:: What to work on ::
Render every line of the items that follow as a Markdown table with two columns, Row and Line, giving each line's number under Row and its text under Line. Leave out blank lines.

— Begin Material provided —

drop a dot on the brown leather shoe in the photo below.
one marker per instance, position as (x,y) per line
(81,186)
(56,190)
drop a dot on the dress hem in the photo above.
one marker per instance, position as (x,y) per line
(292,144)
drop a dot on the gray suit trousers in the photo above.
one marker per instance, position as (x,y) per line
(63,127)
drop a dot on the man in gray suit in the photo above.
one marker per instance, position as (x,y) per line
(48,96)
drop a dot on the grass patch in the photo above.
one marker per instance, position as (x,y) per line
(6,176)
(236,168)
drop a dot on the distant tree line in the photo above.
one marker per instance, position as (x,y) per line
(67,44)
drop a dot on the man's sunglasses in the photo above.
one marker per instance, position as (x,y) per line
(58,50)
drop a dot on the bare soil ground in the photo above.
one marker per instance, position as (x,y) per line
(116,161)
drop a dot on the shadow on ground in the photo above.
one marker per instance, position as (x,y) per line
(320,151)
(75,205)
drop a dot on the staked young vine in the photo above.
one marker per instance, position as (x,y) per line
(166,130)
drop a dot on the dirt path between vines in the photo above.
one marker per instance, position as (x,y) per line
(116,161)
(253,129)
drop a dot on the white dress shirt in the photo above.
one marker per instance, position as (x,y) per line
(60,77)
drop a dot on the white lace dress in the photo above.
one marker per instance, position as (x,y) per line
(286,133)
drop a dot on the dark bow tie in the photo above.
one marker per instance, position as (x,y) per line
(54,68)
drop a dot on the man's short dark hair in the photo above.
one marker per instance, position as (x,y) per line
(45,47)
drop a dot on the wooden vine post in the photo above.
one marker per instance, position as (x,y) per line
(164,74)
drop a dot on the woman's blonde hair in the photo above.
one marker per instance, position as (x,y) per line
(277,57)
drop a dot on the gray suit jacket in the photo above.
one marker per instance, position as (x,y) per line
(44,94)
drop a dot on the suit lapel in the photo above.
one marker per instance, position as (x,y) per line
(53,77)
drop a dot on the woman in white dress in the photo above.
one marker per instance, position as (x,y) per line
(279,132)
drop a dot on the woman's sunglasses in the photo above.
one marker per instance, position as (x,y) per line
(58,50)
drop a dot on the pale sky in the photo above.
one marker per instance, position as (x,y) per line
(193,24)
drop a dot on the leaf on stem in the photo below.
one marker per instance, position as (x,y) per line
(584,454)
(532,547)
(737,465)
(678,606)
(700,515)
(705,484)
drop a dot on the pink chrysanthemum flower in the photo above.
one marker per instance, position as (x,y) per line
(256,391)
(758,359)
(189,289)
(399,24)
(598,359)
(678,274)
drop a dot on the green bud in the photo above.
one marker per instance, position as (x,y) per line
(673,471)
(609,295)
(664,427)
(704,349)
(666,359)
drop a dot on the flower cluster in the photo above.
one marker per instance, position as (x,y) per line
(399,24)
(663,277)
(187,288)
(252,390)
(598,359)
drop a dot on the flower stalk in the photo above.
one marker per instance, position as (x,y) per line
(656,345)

— End Material provided —

:: Exercise output ::
| Row | Line |
|---|---|
| 1 | drop a dot on the brown leather shoe in the photo below. |
| 2 | one marker per instance, position as (x,y) per line |
| 3 | (81,186) |
| 4 | (56,190) |
| 5 | drop a dot on the dress hem in the photo above. |
| 6 | one marker per instance, position as (x,y) per line |
| 7 | (292,144) |
| 8 | drop a dot on the gray suit trousers in the photo above. |
| 9 | one marker per instance, position as (x,y) per line |
| 10 | (63,127) |
| 11 | drop a dot on the man in gray suit in the photo above. |
| 12 | one marker per instance, position as (x,y) per line |
| 13 | (48,96) |
| 14 | drop a dot on the grass patch in the photo above. |
| 15 | one marker per instance, position as (x,y) per line |
| 16 | (6,176) |
| 17 | (236,168) |
| 18 | drop a dot on the distant tree line in the photo above. |
| 19 | one marker per instance, position as (x,y) per line |
| 20 | (67,44) |
| 21 | drop a dot on the man's sunglasses in the photo above. |
| 22 | one marker per instance, position as (x,y) per line |
| 23 | (58,50) |
| 24 | drop a dot on the bare soil ground in the photo above. |
| 25 | one marker per instance, position as (x,y) per line |
| 26 | (116,161) |
| 27 | drop a dot on the shadow on ground in the photo above. |
| 28 | one marker per instance, position as (x,y) per line |
| 29 | (320,151) |
| 30 | (75,205) |
| 31 | drop a dot on the staked young vine in the photo above. |
| 32 | one marker per instance, position as (x,y) per line |
| 33 | (166,130) |
| 34 | drop a dot on the dirt path between vines in the photo above. |
| 35 | one marker per instance, position as (x,y) per line |
| 36 | (116,161) |
| 37 | (253,129) |
| 38 | drop a dot on the white dress shirt in the photo above. |
| 39 | one marker per instance, position as (x,y) per line |
| 40 | (60,77) |
| 41 | drop a dot on the white lace dress in the photo above. |
| 42 | one marker per instance, position as (x,y) per line |
| 43 | (286,133) |
| 44 | drop a dot on the dark bow tie in the photo above. |
| 45 | one marker per instance, position as (x,y) per line |
| 46 | (54,68) |
| 47 | drop a dot on the man's short dark hair in the photo above. |
| 48 | one marker per instance, position as (x,y) per line |
| 49 | (45,47) |
| 50 | drop a dot on the wooden vine post in the photo above. |
| 51 | one marker per instance, position as (x,y) per line |
| 52 | (164,74) |
| 53 | drop a dot on the woman's blonde hair in the photo above. |
| 54 | one marker per instance, position as (x,y) per line |
| 55 | (277,57) |
| 56 | drop a dot on the gray suit jacket in the photo above. |
| 57 | one marker per instance, position as (x,y) per line |
| 58 | (44,94) |
| 59 | drop a dot on the suit lapel in the photo above. |
| 60 | one marker per instance, position as (x,y) per line |
| 61 | (53,77) |
| 62 | drop a dot on the woman in white dress in the photo above. |
| 63 | one marker per instance, position as (x,y) per line |
| 64 | (279,132) |
| 65 | drop a dot on the woman's sunglasses in the photo above. |
| 66 | one marker per instance, position as (x,y) per line |
| 67 | (58,50) |
| 68 | drop a dot on the pale sky in the photo above. |
| 69 | one marker per instance, position as (x,y) per line |
| 70 | (193,24) |
| 71 | drop a dot on the leaf on stem in the photo below. |
| 72 | one marker per instance, position as (x,y) per line |
| 73 | (584,454) |
| 74 | (532,547) |
| 75 | (737,465) |
| 76 | (678,606) |
| 77 | (700,515) |
| 78 | (705,484) |
| 79 | drop a dot on the pink chrysanthemum flower in the photo above. |
| 80 | one marker per instance, position as (x,y) per line |
| 81 | (256,391) |
| 82 | (758,359) |
| 83 | (189,289) |
| 84 | (399,24) |
| 85 | (598,359) |
| 86 | (678,274) |
| 87 | drop a dot on the green bud in the photo above. |
| 88 | one marker per instance, position as (x,y) per line |
| 89 | (673,471) |
| 90 | (609,295) |
| 91 | (664,427) |
| 92 | (704,349) |
| 93 | (666,359) |
| 94 | drop a dot on the flower cluster in the photo above. |
| 95 | one marker per instance, position as (x,y) per line |
| 96 | (399,24) |
| 97 | (663,277) |
| 98 | (187,288) |
| 99 | (252,390) |
| 100 | (598,359) |
| 101 | drop a dot on the flower stalk in the photo above. |
| 102 | one marker per instance, position as (x,y) per line |
| 103 | (656,345) |